**Extracted records**
****************

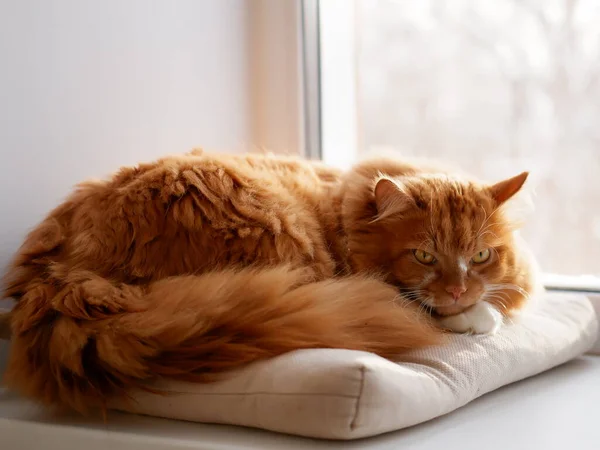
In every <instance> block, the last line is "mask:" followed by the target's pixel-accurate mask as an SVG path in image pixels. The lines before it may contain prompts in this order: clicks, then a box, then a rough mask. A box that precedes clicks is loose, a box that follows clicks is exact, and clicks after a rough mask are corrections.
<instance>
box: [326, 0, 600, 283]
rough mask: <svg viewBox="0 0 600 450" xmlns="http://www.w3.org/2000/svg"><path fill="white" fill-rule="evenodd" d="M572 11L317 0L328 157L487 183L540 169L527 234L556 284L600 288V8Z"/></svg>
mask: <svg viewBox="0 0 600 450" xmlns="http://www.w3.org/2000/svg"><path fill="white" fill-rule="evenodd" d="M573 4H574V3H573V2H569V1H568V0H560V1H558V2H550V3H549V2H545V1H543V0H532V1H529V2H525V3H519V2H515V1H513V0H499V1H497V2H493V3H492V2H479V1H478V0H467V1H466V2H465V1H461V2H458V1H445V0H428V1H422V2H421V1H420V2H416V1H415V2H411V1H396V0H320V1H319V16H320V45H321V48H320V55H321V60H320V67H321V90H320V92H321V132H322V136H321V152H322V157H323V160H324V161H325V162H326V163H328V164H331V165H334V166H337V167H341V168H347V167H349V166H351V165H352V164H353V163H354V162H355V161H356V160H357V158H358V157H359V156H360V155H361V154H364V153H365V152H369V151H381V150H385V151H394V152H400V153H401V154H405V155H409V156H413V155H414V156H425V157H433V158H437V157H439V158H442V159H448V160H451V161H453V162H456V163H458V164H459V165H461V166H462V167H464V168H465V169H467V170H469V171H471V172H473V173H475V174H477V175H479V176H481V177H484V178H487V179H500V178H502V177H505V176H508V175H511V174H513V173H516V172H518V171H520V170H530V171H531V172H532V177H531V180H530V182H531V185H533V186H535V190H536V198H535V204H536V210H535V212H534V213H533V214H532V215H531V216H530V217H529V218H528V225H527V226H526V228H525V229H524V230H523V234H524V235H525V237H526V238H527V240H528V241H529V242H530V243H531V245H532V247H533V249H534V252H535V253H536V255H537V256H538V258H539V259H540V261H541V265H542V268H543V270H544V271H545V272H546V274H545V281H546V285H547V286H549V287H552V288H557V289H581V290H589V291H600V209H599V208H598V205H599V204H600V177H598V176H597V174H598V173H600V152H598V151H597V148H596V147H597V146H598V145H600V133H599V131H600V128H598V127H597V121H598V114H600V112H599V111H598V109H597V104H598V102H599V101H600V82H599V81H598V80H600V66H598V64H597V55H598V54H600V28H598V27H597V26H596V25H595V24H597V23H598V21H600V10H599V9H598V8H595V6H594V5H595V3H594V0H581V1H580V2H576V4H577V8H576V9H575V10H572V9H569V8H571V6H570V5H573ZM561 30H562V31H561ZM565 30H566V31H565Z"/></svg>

****************

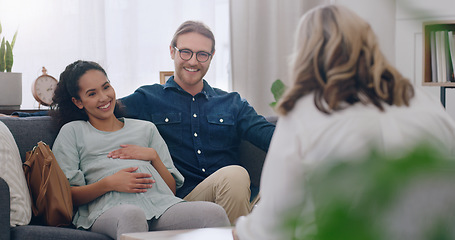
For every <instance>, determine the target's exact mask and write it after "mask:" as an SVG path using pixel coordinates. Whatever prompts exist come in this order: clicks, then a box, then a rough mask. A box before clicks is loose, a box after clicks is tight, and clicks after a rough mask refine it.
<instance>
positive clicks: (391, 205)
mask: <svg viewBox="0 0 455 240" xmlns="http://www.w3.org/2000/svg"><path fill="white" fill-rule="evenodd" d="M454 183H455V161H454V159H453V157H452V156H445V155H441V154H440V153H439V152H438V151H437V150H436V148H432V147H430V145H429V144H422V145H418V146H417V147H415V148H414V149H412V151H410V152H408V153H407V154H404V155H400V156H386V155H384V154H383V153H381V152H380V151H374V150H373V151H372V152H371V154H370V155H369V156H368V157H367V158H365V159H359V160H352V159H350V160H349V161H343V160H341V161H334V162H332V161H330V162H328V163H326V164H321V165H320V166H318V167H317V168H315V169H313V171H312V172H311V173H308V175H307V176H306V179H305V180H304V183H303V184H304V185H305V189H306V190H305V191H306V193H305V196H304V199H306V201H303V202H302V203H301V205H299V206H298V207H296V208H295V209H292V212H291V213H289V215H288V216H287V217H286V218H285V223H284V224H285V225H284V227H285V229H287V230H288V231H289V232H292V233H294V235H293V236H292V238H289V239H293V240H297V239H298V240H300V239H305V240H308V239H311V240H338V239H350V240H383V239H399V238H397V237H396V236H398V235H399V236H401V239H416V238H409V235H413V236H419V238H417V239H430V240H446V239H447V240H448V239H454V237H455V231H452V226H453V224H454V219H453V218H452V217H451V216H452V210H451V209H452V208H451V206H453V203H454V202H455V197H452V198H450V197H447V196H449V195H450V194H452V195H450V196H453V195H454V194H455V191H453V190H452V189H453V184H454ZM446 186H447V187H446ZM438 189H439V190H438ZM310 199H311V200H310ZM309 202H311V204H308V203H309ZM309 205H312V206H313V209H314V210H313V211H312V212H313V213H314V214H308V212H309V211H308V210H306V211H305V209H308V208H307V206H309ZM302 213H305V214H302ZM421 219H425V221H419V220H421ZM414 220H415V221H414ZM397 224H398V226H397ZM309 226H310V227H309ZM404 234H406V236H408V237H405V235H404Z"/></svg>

****************

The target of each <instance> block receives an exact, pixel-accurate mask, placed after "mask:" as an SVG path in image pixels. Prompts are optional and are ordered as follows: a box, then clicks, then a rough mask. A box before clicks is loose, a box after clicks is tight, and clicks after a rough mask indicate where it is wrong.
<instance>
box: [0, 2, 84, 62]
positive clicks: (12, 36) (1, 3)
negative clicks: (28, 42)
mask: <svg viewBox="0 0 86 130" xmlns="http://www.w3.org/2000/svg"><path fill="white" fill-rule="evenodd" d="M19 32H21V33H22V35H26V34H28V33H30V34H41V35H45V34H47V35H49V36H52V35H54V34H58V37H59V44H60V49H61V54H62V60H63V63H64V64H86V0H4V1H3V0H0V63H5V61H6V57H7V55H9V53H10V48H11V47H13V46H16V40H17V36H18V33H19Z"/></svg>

****************

**Your task**
Write out exactly the lines that fall from the line with "In every <instance>" to the line with "box: [326, 0, 600, 283]" in the records above, keeping both ends.

**Your response**
In every <instance> block, the last line is "mask:" followed by the target's pixel-accurate mask as an SVG path in image pixels. The lines before it may contain prompts in this order: clicks, then a box, then a rough mask. A box that precedes clicks is loose, a box that follows clicks is exact, and clicks after a rough mask are corrections.
<instance>
box: [326, 0, 600, 283]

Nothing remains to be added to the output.